* **Required action 1**
Rewrite the paragraph of the Te Urewera exchange below that begins "Legally it is not their land" as a short bulleted list that keeps its main facts.
* **Required action 2**
In one to three sentences, explain why the writer of the Te Urewera exchange below concludes that Tūhoe themselves accepted the arrangement was co-governance.
* **Required action 3**
Continue the Te Urewera exchange below, starting after its final question.

* **Quoted passage**
Are you now going to get very concerned that there is not wholesale access to Ngamatea Station or Mt Linton Station. Both freehold land where the owners actively restrict access. …….I didn't think so……
Maori are not restricting access. They have a work programme of removing huts. Please do not conflate access with camping in a hut.
"Because it has a board made up of a majority of Maori and with appointments from Minister of Conservation. "
That doesn't make it not co-governance.
"Co-governance of Te Urewera is not understood by Tūhoe as the end goal, but is a stepping stone towards a resumption of authority that Tūhoe never agreed to lose."
So Tuhoe themselves accepted the arrangement was co-governance.
"What is that is concerning, from my angle it seems you do not wish to allow any group of Maori hold to their own land if it means exercising all the powers that they are entitled to."
Legally it is not their land. This is the point you don't seem to grasp. Te Urewera owns itself. Rightly or wrongly, that is what the treaty settlement determined.
You are fixated on co-governance. What is this all about?

* **Supplied information**
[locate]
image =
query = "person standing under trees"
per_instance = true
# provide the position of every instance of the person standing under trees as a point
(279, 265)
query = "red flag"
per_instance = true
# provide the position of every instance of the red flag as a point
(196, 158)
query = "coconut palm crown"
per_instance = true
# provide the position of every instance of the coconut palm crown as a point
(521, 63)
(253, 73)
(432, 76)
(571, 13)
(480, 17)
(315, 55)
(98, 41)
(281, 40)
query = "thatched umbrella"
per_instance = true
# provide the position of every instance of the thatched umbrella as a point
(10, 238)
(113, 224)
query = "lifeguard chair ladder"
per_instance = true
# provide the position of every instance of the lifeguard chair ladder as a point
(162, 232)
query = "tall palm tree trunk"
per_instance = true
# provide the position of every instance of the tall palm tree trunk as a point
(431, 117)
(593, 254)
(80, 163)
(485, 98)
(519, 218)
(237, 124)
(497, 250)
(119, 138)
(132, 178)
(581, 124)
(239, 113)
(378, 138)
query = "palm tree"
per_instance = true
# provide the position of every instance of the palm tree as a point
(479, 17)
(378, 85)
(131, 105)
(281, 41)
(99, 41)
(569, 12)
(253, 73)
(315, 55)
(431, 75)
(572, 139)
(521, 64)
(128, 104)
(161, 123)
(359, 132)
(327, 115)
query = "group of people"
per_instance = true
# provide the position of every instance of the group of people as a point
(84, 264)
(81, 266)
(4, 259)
---
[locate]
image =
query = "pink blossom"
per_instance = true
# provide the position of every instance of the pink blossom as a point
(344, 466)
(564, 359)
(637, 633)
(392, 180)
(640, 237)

* **Answer area 1**
- Legally, the land does not belong to Tūhoe.
- Te Urewera owns itself.
- The treaty settlement determined this, rightly or wrongly.

* **Answer area 2**
The writer points to a quoted statement that "Co-governance of Te Urewera is not understood by Tūhoe as the end goal, but is a stepping stone." Since that statement calls the arrangement co-governance, the writer concludes that Tūhoe accepted it as such.

* **Answer area 3**
Could you call it Mana Motuhake as that is what Tuhoe call it. Then we will know you are not using co-governance as some sort dog whistle to nay sayers about the concept. That is my great concern that people are holding up Tuhoe and saying we don't this so therefore as we don't like this we also don't want any other permutation. Which of course is rubbish if you don't understand the background.
Te Urewera is a 'The fee simple estate in the establishment land vests in Te Urewera and is held under, and in accordance with, this Act.
The management regime is by a board with majority Tuhoe appointments. The remining 3 are appointed by the minister of Conservation and are not DoC people.
Sections 3.4, 5 of the Act are important.
Te Urewera
Tūhoe and the Crown: shared views and intentions
(9)
Tūhoe and the Crown share the view that Te Urewera should have legal recognition in its own right, with the responsibilities for its care and conservation set out in the law of New Zealand. To this end, Tūhoe and the Crown have together taken a unique approach, as set out in this Act, to protecting Te Urewera in a way that reflects New Zealand’s culture and values.
(10)
The Crown and Tūhoe intend this Act to contribute to resolving the grief of Tūhoe and to strengthening and maintaining the connection between Tūhoe and Te Urewera.'
I think that vesting an entity away from NP, crown land etc and appointing a majority board is very close to saying it is administered/controlled by this board, …..as it should be.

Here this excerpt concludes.